=== TRECHO DO TEXTO ===
━━━

Caso será decidido pela Suprema Corte do Canadá (foto: Getty Images)

'Direito de não ser ofendido'

Grey argumenta que o caso não trata de discriminação. "Discriminação é relacionada a bens ou serviços. Você não pode negar acesso a emprego, ou moradia, ou o que quer que seja (com base em discriminação)."



 

O advogado salienta que zombar de alguém não priva essa pessoa de serviços nem fere seus direitos. "Ninguém tem o direito de não ser ofendido", afirma.

 

Mas o advogado Karim Luigi Fezzani, que, ao lado do advogado Stéphane Harvey, representa Gabriel e sua mãe no caso diante da Suprema Corte, diz que se trata sim de discriminação, como concluído pelo Tribunal de Direitos Humanos e pelo Tribunal de Apelação.

 

"O Tribunal de Direitos Humanos expressou claramente que, se não fosse por sua deficiência, Gabriel não teria sido alvo dos comentários de Ward", diz Fezzani à BBC News Brasil.

 

"Quando você ridiculariza uma criança por sua deficiência, quando você diz que ela é feia, quando você sugere que ela é inútil, que ela está prestes a morrer, que todos a consideram digna de pena, você está atacando a dignidade dessa criança por anos no futuro, diminuindo a estima que ela tem por si mesma e, consequentemente, a estima que outros têm por ela."

 

Fezzani diz que o caso pode ter impacto na maneira como os direitos de pessoas deficientes são tratados.

"Em um momento em que pessoas com deficiências já enfrentam numerosas barreiras na sociedade, como exclusão, estigma e discriminação, este caso envia uma mensagem clara a todos os canadenses vivendo com deficiência, de que certas palavras e ações contra eles não serão toleradas."

━━━

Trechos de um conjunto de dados

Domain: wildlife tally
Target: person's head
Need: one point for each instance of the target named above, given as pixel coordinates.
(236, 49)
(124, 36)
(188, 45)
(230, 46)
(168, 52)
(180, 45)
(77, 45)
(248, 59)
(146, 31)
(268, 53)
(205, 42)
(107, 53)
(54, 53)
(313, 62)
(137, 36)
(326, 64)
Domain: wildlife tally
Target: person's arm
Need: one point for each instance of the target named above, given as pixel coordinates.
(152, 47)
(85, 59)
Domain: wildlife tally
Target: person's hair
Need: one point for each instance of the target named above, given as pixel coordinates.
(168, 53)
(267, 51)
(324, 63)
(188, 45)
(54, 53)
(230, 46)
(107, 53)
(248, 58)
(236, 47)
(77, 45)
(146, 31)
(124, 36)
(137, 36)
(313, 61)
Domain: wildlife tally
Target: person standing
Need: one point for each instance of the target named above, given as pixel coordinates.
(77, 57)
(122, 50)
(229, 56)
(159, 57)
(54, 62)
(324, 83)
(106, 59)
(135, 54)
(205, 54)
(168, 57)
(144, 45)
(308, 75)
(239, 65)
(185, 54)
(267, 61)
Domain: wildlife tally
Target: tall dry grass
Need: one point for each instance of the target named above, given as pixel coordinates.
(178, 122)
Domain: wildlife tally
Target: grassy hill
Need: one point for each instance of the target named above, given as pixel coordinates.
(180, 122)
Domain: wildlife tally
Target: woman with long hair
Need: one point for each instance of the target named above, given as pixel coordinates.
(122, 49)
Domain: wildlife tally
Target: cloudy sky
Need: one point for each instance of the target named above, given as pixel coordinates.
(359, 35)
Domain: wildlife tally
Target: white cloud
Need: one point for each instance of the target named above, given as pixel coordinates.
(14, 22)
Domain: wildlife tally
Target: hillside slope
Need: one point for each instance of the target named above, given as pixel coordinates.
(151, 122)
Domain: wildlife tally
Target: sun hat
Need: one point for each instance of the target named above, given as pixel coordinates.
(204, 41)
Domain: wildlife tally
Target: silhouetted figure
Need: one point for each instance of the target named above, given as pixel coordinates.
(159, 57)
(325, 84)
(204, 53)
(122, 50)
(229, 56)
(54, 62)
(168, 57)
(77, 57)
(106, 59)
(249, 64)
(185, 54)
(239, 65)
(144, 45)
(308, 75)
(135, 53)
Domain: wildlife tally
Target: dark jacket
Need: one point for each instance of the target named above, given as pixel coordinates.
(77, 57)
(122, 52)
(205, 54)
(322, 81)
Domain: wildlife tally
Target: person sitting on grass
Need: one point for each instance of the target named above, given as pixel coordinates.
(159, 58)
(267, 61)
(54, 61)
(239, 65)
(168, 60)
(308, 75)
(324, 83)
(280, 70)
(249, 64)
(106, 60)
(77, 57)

━━━

=== INSTRUÇÕES DO EXERCÍCIO ===
Reproduza na íntegra, sem nenhuma alteração, o trecho sobre o caso de Gabriel na Suprema Corte do Canadá.

=== SOLUÇÃO DO EXERCÍCIO ===
Caso será decidido pela Suprema Corte do Canadá (foto: Getty Images)

'Direito de não ser ofendido'

Grey argumenta que o caso não trata de discriminação. "Discriminação é relacionada a bens ou serviços. Você não pode negar acesso a emprego, ou moradia, ou o que quer que seja (com base em discriminação)."



 

O advogado salienta que zombar de alguém não priva essa pessoa de serviços nem fere seus direitos. "Ninguém tem o direito de não ser ofendido", afirma.

 

Mas o advogado Karim Luigi Fezzani, que, ao lado do advogado Stéphane Harvey, representa Gabriel e sua mãe no caso diante da Suprema Corte, diz que se trata sim de discriminação, como concluído pelo Tribunal de Direitos Humanos e pelo Tribunal de Apelação.

 

"O Tribunal de Direitos Humanos expressou claramente que, se não fosse por sua deficiência, Gabriel não teria sido alvo dos comentários de Ward", diz Fezzani à BBC News Brasil.

 

"Quando você ridiculariza uma criança por sua deficiência, quando você diz que ela é feia, quando você sugere que ela é inútil, que ela está prestes a morrer, que todos a consideram digna de pena, você está atacando a dignidade dessa criança por anos no futuro, diminuindo a estima que ela tem por si mesma e, consequentemente, a estima que outros têm por ela."

 

Fezzani diz que o caso pode ter impacto na maneira como os direitos de pessoas deficientes são tratados.

"Em um momento em que pessoas com deficiências já enfrentam numerosas barreiras na sociedade, como exclusão, estigma e discriminação, este caso envia uma mensagem clara a todos os canadenses vivendo com deficiência, de que certas palavras e ações contra eles não serão toleradas."